§ **SELECTED EXTRACT**:
● ● ● ● ●
I don't think there is much argument that this exception *exists*
today. It is not difficult to find people who would like to see it go
away, but at the moment my aim is to capture exactly the effects of
the current DFSG in its usual interpretation.

A secondary goal is to make the warts conspicuous enough that it is
easy to get rid of them later, which is why I wrote this in a specific
exception rather than burying it in the wording clause 3E.

> * Specific exception for 3-clause BSD licenses: "Debian strongly
> encourages authors to use more appropriate tools than copyright licenses
> if they feel they need more protection than the usual laws against
> misleading advertising." which tools? Trademarks? Any other? I think you
> should suggest at least one...

I agree. But it was getting late, and I didn't care to look up
Branden's denouncement and find the proper legal spellwords.
Suggestions for better wording of the comment would be appreciated.

> Just a question: does this mean that you also grandfather GPL#8?

Um, no. That is a good reason not to have a grandfather clause,
actually. Removed.

> [2] read as: I would prefer if d-l revised the three famous licenses to
> be sure they are acceptable on the basis of the other guidelines

Well, we don't really have enough power over the three famous licenses
to impose revisions on them...


Thanks for the other comments; applied.
● ● ● ● ●
§ **TASKS AND EXERCISES**:
**1)** Extract the passage from the DFSG reply, starting at the words "I agree. But" and ending after "also grandfather GPL#8?".
**2)** Answer these questions on the DFSG reply:
(a) Why did the writer put the change in a specific exception instead of burying it in the wording of clause 3E?
(b) What did the writer do with the grandfather clause?
(c) What became of the other comments the writer received?
**3)** Continue the DFSG reply after its final sentence.
The items that follow the reply come from an unrelated source.

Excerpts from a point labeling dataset
● ● ● ● ●
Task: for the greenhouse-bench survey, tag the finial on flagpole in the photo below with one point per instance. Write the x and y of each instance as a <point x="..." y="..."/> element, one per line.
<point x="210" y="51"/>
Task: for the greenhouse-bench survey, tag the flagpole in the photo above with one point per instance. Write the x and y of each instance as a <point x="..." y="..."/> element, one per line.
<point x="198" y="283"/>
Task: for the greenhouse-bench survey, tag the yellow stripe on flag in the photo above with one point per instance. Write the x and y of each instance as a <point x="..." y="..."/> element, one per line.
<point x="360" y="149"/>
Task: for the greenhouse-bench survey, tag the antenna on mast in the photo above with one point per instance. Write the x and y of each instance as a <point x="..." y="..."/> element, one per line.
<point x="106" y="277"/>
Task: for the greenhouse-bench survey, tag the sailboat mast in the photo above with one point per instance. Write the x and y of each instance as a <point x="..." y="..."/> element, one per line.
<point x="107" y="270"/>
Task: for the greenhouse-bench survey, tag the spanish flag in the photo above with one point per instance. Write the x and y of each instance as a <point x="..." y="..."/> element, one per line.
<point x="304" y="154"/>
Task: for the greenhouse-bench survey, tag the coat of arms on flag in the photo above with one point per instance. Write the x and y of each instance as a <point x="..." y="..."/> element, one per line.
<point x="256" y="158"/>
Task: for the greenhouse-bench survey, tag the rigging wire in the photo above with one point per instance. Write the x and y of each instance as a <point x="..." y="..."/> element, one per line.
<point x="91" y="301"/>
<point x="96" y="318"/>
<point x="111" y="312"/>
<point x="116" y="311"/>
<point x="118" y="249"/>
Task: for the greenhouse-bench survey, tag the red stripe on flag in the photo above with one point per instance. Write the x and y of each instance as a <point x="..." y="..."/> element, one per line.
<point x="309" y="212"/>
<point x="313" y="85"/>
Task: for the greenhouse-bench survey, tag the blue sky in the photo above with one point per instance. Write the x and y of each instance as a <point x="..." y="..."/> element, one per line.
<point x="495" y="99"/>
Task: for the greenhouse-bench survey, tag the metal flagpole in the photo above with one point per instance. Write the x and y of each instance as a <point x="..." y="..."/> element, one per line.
● ● ● ● ●
§ **RESPONSES TO THE EXERCISE**:
**1)**
I agree. But it was getting late, and I didn't care to look up
Branden's denouncement and find the proper legal spellwords.
Suggestions for better wording of the comment would be appreciated.

> Just a question: does this mean that you also grandfather GPL#8?

**2)**
(a) To make the warts conspicuous enough that they would be easy to get rid of later.
(b) Removed it.
(c) They were applied.

**3)**
-- 
Henning Makholm  "Den nyttige hjemmedatamat er og forbliver en myte.
Generelt kan der ikke peges på databehandlingsopgaver af
  en sådan størrelsesorden og af en karaktér, som berettiger
  forestillingerne om den nye hjemme- og husholdningsteknologi."



Re: A radical approach to rewriting the DFSG

2004-05-30 Thread Josh Triplett
Francesco Poli wrote:
> * question: "Such a restriction is exactly as silly as it sounds.
> However, some otherwise free programs come with licenses that specify
> that the program must not be sold alone but only as part of an aggregate
> software distribution."
> Do you regard those programs as free? Is there any consensus on d-l
> about this awkward restriction?

I believe the general consensus is that since the requirement is so
trivially satisfiable, it is considered free.  As long as there is no
restriction on how much additional software must be included, the
requirement could be satisfied by either:

* the rest of the Debian archive, or
* the Debian packaging scripts for that package, or
* a one byte file containing "w", which would be a valid sh script to
run the "w" command.

In addition, the program used to satisfy the requirement does not need
to be in the same package; it could be available alongside the program
on the same site.

- Josh Triplett



Re: A radical approach to rewriting the DFSG

2004-05-30 Thread Francesco Poli
On 30 May 2004 06:28:12 +0100 Henning Makholm wrote:

> I have been toying with the possibility of rewriting the DFSG such
> that it enumerates which things a free license *can* do, rather than
> just give examples of things it *cannot*.

It sounds interesting: it may work better...

> I think that such a revision
> could get the guidelines to be much closer to the *actual* practise of
> how we evaluate licenses than if we simply make local adjustments to
> the current DFSG. The downside is that the whole truth cannot be
> condensed into the "ten commandments" schema of the current DFSG.
> 
> My results so far are at
>
> 
> Comments will be appreciated - both about the general angle of attack,
> and about my specific draft. I have probably forgotten about a detail
> here and there.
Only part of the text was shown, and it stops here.